(Referring expression data)
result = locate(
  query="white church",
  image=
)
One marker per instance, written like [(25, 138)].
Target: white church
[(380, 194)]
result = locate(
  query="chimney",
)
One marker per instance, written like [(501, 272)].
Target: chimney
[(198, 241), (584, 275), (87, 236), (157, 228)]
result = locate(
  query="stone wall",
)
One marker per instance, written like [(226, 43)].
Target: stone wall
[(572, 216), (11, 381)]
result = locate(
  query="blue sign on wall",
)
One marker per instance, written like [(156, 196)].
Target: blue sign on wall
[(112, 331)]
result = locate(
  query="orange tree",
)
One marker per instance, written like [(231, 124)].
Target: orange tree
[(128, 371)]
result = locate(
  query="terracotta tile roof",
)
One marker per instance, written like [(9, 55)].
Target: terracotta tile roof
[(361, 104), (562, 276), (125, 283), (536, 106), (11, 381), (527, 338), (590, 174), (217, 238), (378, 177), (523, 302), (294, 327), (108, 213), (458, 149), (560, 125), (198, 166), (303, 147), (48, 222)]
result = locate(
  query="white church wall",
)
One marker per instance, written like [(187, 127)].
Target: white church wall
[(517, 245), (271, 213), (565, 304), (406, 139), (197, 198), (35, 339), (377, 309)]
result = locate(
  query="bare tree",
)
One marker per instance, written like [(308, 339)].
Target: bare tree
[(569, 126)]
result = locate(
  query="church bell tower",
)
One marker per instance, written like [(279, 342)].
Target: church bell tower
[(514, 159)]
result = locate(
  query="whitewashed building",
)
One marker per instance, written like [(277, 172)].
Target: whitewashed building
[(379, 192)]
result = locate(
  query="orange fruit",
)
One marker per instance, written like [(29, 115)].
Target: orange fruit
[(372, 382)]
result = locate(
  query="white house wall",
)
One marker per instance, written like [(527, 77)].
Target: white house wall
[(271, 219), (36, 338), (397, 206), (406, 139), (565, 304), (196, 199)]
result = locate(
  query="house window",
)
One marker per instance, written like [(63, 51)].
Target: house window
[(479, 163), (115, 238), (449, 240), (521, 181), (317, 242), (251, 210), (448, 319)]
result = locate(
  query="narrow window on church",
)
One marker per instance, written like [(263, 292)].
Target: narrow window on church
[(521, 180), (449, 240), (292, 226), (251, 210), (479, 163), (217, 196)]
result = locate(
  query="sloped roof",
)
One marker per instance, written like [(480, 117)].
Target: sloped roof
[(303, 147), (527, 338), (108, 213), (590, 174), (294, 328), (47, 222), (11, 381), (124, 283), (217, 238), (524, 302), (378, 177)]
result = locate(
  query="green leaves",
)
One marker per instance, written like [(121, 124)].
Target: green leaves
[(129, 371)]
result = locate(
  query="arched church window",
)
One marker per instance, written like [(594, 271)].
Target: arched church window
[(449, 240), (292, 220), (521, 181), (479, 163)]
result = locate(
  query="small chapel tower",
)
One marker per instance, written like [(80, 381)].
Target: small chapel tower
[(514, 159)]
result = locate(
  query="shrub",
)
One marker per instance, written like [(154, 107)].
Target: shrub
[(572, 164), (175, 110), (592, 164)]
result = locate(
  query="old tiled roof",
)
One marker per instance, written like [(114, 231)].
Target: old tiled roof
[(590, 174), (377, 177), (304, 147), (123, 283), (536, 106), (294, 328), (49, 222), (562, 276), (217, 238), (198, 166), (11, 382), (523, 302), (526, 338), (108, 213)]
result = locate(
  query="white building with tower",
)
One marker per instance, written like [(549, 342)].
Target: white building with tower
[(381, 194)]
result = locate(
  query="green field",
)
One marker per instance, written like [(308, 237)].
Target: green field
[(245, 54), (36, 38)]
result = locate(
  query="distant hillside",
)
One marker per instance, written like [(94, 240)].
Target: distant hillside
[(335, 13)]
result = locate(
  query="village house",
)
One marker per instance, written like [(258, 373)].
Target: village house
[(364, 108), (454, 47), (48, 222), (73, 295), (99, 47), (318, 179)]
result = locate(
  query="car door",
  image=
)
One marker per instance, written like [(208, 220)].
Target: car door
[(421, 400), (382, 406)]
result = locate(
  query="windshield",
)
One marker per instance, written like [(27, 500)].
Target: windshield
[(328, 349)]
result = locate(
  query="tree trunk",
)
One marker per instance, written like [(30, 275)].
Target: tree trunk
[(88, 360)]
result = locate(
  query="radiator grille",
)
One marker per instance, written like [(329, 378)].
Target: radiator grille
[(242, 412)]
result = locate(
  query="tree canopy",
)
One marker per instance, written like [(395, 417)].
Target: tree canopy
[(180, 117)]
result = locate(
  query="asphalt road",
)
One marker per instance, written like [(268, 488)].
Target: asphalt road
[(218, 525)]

[WORK REQUIRED] You are asked to transcribe all of the data above exactly.

[YOUR RESPONSE]
result = locate(
  query="white church",
  image=
)
One marker per instance, written like [(25, 138)].
Target: white church
[(380, 194)]
result = locate(
  query="chimney",
)
One marker per instance, written like [(501, 272)].
Target: chimney
[(198, 241), (584, 275), (87, 236), (157, 228)]
result = locate(
  query="stone wall",
)
One marker per instance, written like [(226, 43)].
Target: stone wall
[(572, 216), (11, 381)]
result = locate(
  query="blue sign on wall",
)
One marker per instance, written like [(156, 196)].
Target: blue sign on wall
[(112, 331)]
result = locate(
  query="orange tree",
)
One marker per instance, written like [(231, 124)].
Target: orange tree
[(128, 371)]
result = locate(
  query="terracotta tile roof",
)
One marker per instance, written like [(9, 55)].
Target: terracotta tile roof
[(361, 104), (562, 276), (125, 283), (536, 106), (11, 381), (527, 338), (590, 174), (217, 238), (378, 177), (523, 302), (294, 327), (108, 213), (458, 149), (560, 125), (198, 166), (303, 147), (48, 222)]
result = locate(
  query="white church wall",
)
One marker per instance, written like [(187, 127)].
Target: white church wall
[(517, 245), (271, 213), (565, 304), (406, 139), (197, 198), (35, 339), (377, 309)]
result = locate(
  query="bare tree",
)
One marker per instance, written like [(308, 339)].
Target: bare tree
[(569, 126)]
result = locate(
  query="church bell tower",
)
One marker per instance, written like [(279, 342)].
Target: church bell tower
[(514, 159)]
result = locate(
  query="whitewashed building",
)
One marker per instance, written like [(277, 172)].
Target: whitewashed building
[(379, 192)]
result = locate(
  query="orange fruit",
)
One marker per instance, written like [(29, 115)].
Target: orange fruit
[(372, 382)]
result = locate(
  query="white house wall",
)
One marker per instance, written like [(527, 77)].
Target: white house wall
[(271, 219), (36, 338), (397, 206), (406, 139), (565, 304), (196, 199)]
result = locate(
  query="house window",
)
One marker per instance, written like [(63, 51)].
Target: house window
[(479, 163), (115, 238), (449, 240), (521, 181), (317, 242), (251, 210), (448, 319)]
result = locate(
  query="narrow window on church",
)
One marker per instance, written like [(263, 292)].
Target: narrow window on church
[(521, 180), (449, 240), (292, 226), (251, 210), (479, 163), (217, 196)]
result = locate(
  query="sloped roof",
)
One marker per instance, written like [(480, 117)].
Target: sloped roof
[(303, 147), (527, 338), (108, 213), (590, 174), (294, 328), (47, 222), (11, 381), (124, 283), (217, 238), (524, 302), (378, 177)]
result = locate(
  query="green leaves",
)
One marker per instance, written like [(121, 124)].
Target: green leaves
[(129, 371)]
result = locate(
  query="arched church window",
)
One marker per instance, written like [(594, 271)].
Target: arched church window
[(449, 240), (292, 220), (521, 181), (479, 163)]
result = locate(
  query="small chapel tower",
)
One marker per instance, written like [(80, 381)].
Target: small chapel tower
[(514, 159)]
result = locate(
  query="shrub",
)
One marker per instance, written like [(154, 107)].
Target: shrub
[(572, 164), (175, 110), (592, 164)]
result = locate(
  query="old tiled roof",
)
One marker per instance, written like [(114, 231)].
Target: old tiled roof
[(590, 174), (377, 177), (304, 147), (123, 283), (536, 106), (294, 328), (49, 222), (562, 276), (217, 238), (198, 166), (11, 382), (523, 302), (526, 338), (108, 213)]
result = locate(
  query="white building with tower",
)
One marker per instance, written like [(549, 342)].
Target: white building with tower
[(381, 194)]
result = locate(
  query="green field",
)
One marker per instance, written like [(308, 237)].
Target: green field
[(245, 54), (36, 38)]
result = locate(
  query="distant hillside",
)
One marker per instance, written like [(94, 240)].
Target: distant hillside
[(335, 13)]
result = locate(
  query="village house",
)
One marker per instance, written like [(258, 373)].
Target: village house
[(364, 108), (454, 47), (48, 222), (73, 295), (99, 47), (318, 179)]
result = locate(
  query="car door",
  image=
)
One marker per instance, written like [(208, 220)].
Target: car door
[(421, 400), (382, 406)]
result = locate(
  query="windshield",
)
One marker per instance, written like [(27, 500)].
Target: windshield
[(328, 349)]
result = locate(
  query="tree trunk",
)
One marker per instance, written like [(30, 275)].
Target: tree trunk
[(88, 360)]
result = locate(
  query="radiator grille",
)
One marker per instance, written like [(329, 378)].
Target: radiator grille
[(242, 412)]
result = locate(
  query="tree canopy",
)
One marker per instance, written like [(395, 417)].
Target: tree canopy
[(180, 117)]
result = locate(
  query="asphalt road",
)
One marker per instance, written like [(268, 488)].
Target: asphalt road
[(218, 525)]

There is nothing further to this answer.